------ STUDY TEXT ------

The next step will be to work with Quayola & Sinigaglia to develop images that respond to those sounds in ways that seem to fit with Ryan's inner experiences. So Synaes really should provide a window on to one's man's unique view of the world. But he also hopes such multimedia artistic responses will allow us all to experience "technological synaesthesia" of a kind: "We're now able to align sensory media very closely. Technology lets us have multi-sensory experiences – a cultural synaesthesia."

'Synaes' is at the Roundhouse, London NW1 (roundhouse.org.uk), on 23 August

Holly Williams has experienced synaesthesia all her life – though she didn't realise it was unusual until she discovered a fellow synaesthete in Vladimir Nabokov. Until then, all she knew was that Monday was red, Tuesday pink…

Like Nick Ryan, I have grapheme-colour synaesthesia: letters, numbers, days of the week and months of the year have colours; words take on tones based on the prominent sounds and letters within them. But, of course, I differ from Ryan in the colours I "see" – my Monday is a bright bold primary red, not yellow. How exactly I see the colour is a mystery even to me– it just sort of is. There are thought to be two ways of seeing within synaesthesia: either in the mind's eye or projected on to the external world. I certainly have the former – just a sense or knowledge that, say, nine is a mustardy yellow-brown.

In my day-to-day life, it has little impact. It's just there, in the background. As you know that 2 + 2 = 4, but don't think about it very much, so I know that October is white, but don't dwell on it. Although I do remember once being troubled on a foreign subway – all signs and maps for the A line were bright green, and the C line was red. Given that the letter A is – obviously! – bright red, I was confused, and would at times start to follow the colour instead of the letter.

------ RECORDED DATA ------

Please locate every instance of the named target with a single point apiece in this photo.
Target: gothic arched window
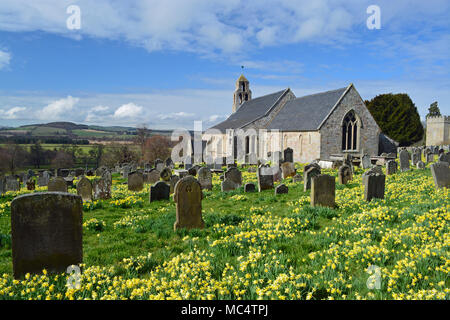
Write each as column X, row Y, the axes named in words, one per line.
column 350, row 131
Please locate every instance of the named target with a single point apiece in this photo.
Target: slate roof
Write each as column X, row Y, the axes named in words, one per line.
column 306, row 113
column 250, row 111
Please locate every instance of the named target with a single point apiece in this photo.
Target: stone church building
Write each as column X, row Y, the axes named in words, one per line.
column 315, row 126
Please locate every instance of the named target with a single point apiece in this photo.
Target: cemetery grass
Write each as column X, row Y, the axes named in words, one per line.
column 256, row 246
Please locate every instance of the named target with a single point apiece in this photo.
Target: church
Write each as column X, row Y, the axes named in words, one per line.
column 315, row 126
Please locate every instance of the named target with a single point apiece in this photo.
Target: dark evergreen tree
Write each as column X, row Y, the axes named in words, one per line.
column 397, row 117
column 433, row 110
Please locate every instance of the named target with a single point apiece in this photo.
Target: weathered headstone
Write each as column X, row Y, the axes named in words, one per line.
column 313, row 171
column 234, row 175
column 288, row 155
column 441, row 174
column 188, row 198
column 366, row 162
column 288, row 169
column 31, row 184
column 229, row 185
column 281, row 189
column 391, row 167
column 57, row 184
column 416, row 156
column 345, row 174
column 265, row 178
column 46, row 232
column 420, row 165
column 101, row 189
column 404, row 160
column 323, row 191
column 165, row 174
column 374, row 185
column 173, row 181
column 84, row 189
column 159, row 191
column 205, row 178
column 153, row 176
column 135, row 181
column 249, row 187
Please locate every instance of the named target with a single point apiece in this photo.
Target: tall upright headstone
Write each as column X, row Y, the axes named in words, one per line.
column 188, row 198
column 84, row 189
column 46, row 232
column 323, row 191
column 374, row 184
column 205, row 178
column 404, row 160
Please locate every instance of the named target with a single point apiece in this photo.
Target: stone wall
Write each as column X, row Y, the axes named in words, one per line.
column 331, row 130
column 438, row 131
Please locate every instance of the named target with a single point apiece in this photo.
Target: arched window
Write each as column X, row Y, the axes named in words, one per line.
column 350, row 131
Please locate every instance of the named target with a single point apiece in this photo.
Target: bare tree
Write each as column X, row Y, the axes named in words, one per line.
column 157, row 147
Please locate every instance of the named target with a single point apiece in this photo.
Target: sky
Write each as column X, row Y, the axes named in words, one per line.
column 165, row 64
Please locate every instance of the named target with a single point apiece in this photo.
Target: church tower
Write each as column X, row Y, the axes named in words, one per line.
column 242, row 92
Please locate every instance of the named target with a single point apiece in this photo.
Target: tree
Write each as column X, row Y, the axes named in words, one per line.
column 433, row 110
column 157, row 147
column 397, row 117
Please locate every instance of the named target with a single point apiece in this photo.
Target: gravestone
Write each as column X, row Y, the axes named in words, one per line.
column 12, row 185
column 441, row 174
column 297, row 178
column 265, row 177
column 159, row 191
column 374, row 184
column 288, row 169
column 165, row 174
column 323, row 191
column 391, row 167
column 234, row 175
column 153, row 176
column 101, row 189
column 249, row 187
column 31, row 184
column 288, row 155
column 188, row 198
column 345, row 174
column 159, row 165
column 169, row 163
column 365, row 161
column 228, row 185
column 43, row 181
column 281, row 189
column 2, row 185
column 420, row 165
column 416, row 156
column 84, row 189
column 205, row 178
column 57, row 184
column 46, row 232
column 173, row 181
column 313, row 171
column 404, row 160
column 135, row 182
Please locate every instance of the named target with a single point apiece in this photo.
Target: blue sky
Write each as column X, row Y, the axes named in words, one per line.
column 168, row 63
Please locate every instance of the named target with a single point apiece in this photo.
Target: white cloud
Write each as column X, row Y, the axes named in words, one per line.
column 12, row 113
column 5, row 58
column 220, row 26
column 129, row 110
column 59, row 109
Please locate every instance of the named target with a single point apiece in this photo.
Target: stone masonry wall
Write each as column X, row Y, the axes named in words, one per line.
column 331, row 130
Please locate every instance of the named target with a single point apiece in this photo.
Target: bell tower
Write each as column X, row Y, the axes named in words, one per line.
column 242, row 92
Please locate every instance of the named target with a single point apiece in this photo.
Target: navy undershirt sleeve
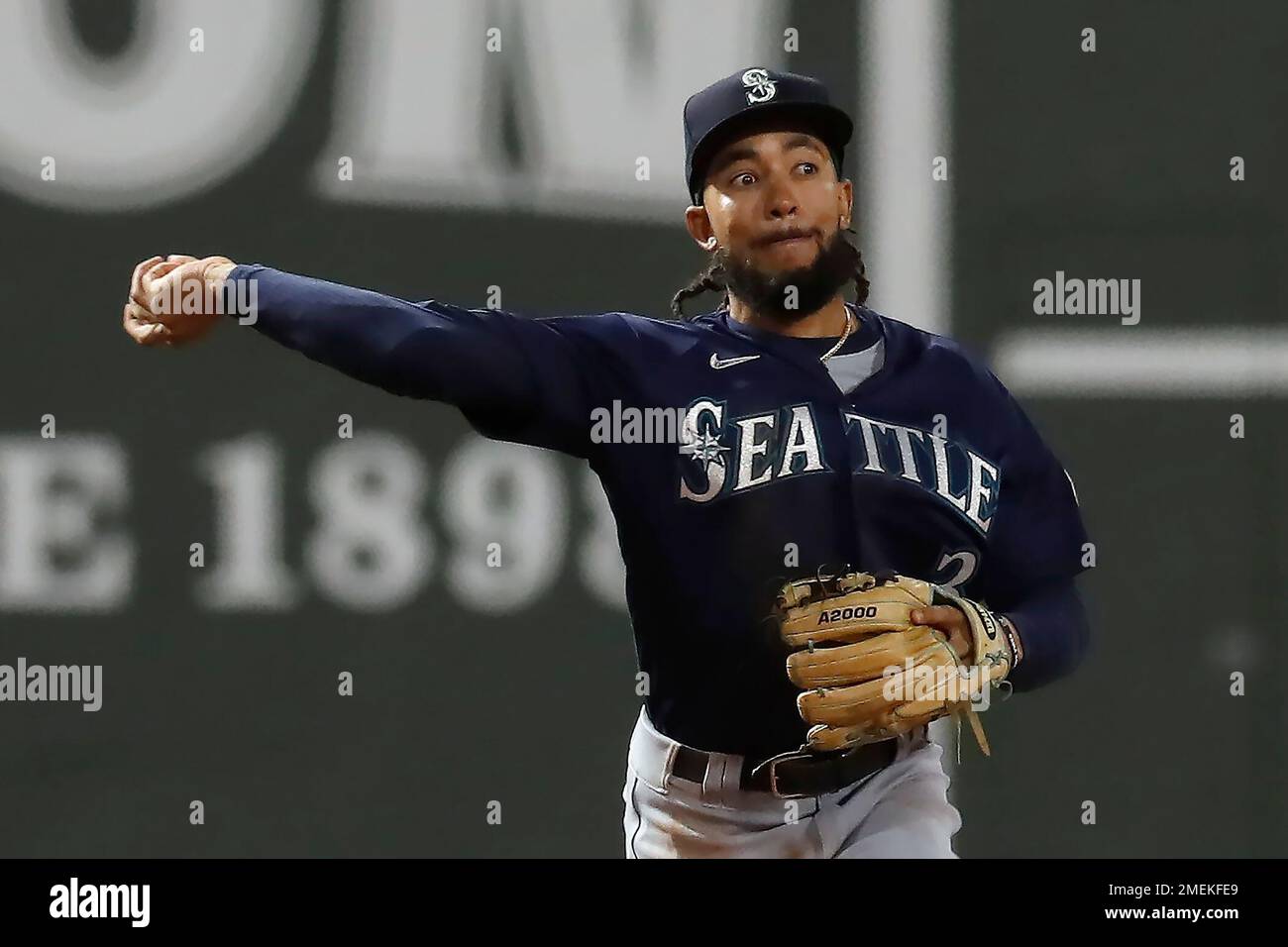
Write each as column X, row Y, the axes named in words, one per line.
column 514, row 377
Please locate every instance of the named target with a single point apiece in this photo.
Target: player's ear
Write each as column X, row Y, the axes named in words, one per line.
column 846, row 201
column 698, row 223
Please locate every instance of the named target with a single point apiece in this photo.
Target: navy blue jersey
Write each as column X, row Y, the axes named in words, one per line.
column 926, row 467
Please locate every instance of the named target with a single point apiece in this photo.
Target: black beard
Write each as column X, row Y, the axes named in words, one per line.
column 815, row 283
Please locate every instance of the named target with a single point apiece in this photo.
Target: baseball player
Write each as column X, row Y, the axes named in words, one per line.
column 863, row 486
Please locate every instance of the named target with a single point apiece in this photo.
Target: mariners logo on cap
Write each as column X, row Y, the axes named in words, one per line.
column 760, row 86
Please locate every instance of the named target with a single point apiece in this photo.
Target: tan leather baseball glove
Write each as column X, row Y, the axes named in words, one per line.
column 868, row 673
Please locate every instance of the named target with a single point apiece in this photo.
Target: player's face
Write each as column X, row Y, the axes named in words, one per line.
column 773, row 200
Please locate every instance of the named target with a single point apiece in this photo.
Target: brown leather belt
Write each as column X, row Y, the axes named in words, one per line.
column 797, row 775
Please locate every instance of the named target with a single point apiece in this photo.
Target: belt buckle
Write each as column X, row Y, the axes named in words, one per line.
column 773, row 774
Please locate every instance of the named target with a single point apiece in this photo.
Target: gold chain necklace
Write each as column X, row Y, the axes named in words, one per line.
column 849, row 325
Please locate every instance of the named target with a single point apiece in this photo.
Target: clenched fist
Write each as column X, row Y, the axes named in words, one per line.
column 176, row 299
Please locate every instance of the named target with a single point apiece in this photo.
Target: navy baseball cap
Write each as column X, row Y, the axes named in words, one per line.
column 713, row 116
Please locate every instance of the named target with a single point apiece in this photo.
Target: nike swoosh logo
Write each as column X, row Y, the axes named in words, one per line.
column 716, row 363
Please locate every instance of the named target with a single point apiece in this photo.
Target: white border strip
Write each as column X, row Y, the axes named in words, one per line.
column 905, row 221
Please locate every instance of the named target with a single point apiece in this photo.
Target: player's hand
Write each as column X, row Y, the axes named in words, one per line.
column 951, row 621
column 174, row 300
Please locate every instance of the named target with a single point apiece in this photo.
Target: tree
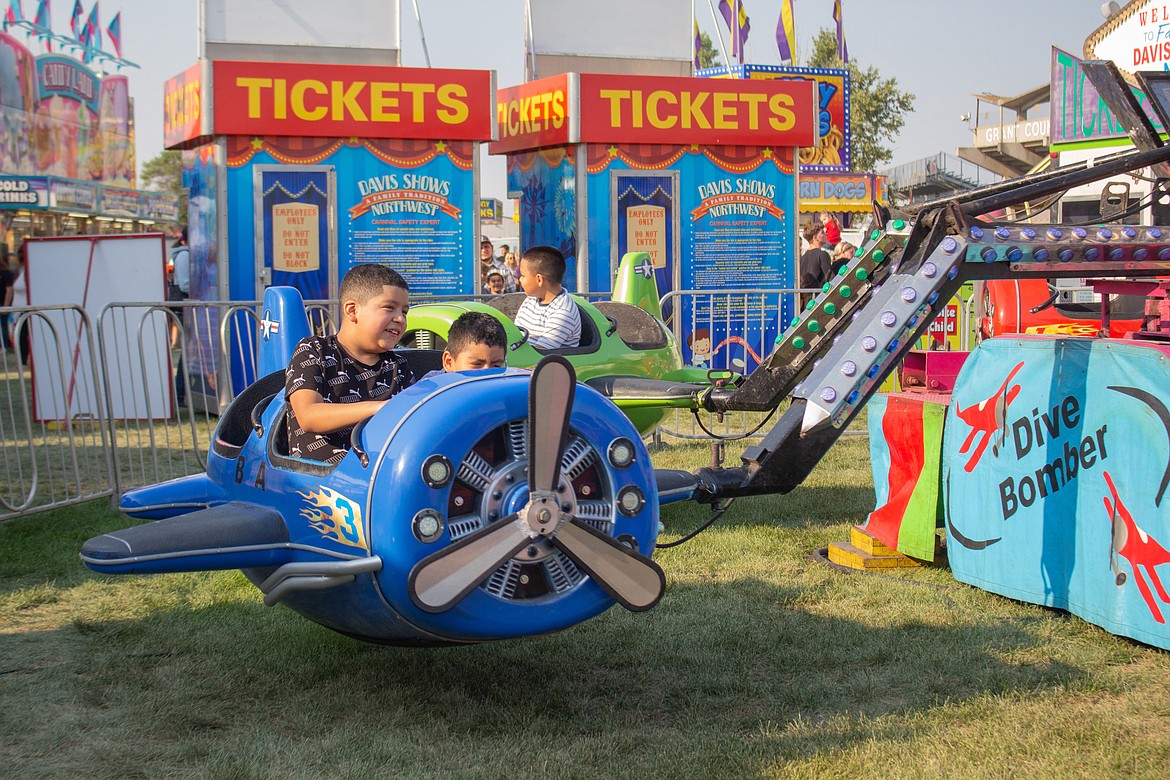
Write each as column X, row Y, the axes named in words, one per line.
column 708, row 56
column 164, row 173
column 878, row 110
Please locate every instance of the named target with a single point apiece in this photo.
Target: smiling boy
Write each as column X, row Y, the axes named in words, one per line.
column 335, row 381
column 548, row 313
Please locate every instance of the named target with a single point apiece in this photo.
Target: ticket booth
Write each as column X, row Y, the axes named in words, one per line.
column 700, row 173
column 300, row 171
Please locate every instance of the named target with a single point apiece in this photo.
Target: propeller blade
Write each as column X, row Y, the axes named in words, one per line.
column 439, row 581
column 634, row 581
column 550, row 400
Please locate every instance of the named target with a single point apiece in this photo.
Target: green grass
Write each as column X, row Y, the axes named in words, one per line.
column 758, row 662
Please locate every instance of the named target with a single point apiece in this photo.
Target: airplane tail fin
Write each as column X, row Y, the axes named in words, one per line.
column 229, row 536
column 282, row 325
column 172, row 497
column 635, row 283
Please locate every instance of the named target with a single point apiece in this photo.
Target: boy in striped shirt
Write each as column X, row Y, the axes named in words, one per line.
column 549, row 315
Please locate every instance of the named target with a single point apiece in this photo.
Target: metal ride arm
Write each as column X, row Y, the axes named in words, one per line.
column 835, row 354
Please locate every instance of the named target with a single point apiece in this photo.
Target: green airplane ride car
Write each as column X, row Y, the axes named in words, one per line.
column 626, row 351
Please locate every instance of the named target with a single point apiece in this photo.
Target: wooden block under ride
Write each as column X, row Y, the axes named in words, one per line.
column 847, row 554
column 864, row 540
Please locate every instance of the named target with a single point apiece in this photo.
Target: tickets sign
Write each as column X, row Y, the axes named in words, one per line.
column 275, row 98
column 183, row 108
column 674, row 110
column 534, row 115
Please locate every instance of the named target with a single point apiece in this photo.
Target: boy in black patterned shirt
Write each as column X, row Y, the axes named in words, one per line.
column 335, row 381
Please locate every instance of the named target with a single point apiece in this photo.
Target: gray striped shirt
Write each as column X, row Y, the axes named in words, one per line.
column 551, row 325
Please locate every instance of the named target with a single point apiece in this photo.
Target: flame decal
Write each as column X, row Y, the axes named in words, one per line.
column 335, row 516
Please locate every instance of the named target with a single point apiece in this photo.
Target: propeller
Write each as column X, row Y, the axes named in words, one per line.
column 441, row 580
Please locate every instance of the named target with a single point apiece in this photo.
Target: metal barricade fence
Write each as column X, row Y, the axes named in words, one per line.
column 55, row 451
column 751, row 312
column 178, row 353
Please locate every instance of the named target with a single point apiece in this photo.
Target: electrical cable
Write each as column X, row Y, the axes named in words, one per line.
column 717, row 515
column 736, row 436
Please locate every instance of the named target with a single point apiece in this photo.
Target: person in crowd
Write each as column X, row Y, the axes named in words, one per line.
column 495, row 283
column 475, row 340
column 816, row 263
column 549, row 313
column 489, row 262
column 7, row 280
column 335, row 381
column 179, row 289
column 832, row 229
column 841, row 256
column 513, row 264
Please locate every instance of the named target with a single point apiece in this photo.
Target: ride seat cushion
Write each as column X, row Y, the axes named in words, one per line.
column 635, row 326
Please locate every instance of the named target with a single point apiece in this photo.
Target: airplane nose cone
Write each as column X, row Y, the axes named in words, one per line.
column 515, row 499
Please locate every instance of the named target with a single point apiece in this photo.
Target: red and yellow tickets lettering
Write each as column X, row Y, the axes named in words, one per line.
column 351, row 101
column 532, row 115
column 697, row 111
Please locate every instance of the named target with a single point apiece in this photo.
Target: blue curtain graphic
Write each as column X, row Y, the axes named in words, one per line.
column 302, row 187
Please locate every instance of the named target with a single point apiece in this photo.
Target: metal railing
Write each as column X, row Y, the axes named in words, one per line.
column 938, row 168
column 52, row 456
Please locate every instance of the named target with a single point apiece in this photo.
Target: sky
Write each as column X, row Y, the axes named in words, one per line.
column 940, row 50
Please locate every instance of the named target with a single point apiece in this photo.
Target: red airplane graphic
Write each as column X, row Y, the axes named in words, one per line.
column 988, row 419
column 1136, row 546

------

WHAT YOU HAVE TO DO ▸ Please write what follows in the synaesthesia article, picking up right after its last sentence about following the colour instead of the letter on the subway.

TASK RESPONSE ▸
I think I've always had synaesthesia. But for a long time, it didn't occur to me that this was anything unusual – like most synaesthetes, I just assumed everyone had it. I have vague memories of writing a poem about the colours of the days of the week when I was young, and discovering my mum definitely thought they were different hues. Although we both see Wednesday as a dark green, she thinks Sunday is yellow. This is clearly madness: Sunday is an inky purple.

But the fact that this was "a thing" only came into focus for me when I was a student, studying Nabokov in my final year of university. I read that he had something called synaesthesia. He wrote: "My wife has this gift of seeing letters in colour, too, but her colours are completely different… We discovered one day that my son, who was a little boy [sees] letters in colours, too… one letter which he sees as purple, or perhaps mauve, is pink to me and blue to my wife. This is the letter M… Pink and blue makes lilac in his case… as if genes were painting in aquarelle."

I was very taken with this charming story, and went back to my own family to ask again what colours they saw – my dad doesn't have it and my brother thinks that he had it as a child, but it's faded out now. I also started talking to friends, many of whom expressed bemusement – and, yes, scepticism – at my assertion that, say, 4 is blue. They wanted to know what colours their names were, and weren't always best pleased with the answers. It's nothing to do with personality, I insisted: Ralph's not a grey person, it's just that the capital R is a strong, grey presence. It's instinctive, not interpretive.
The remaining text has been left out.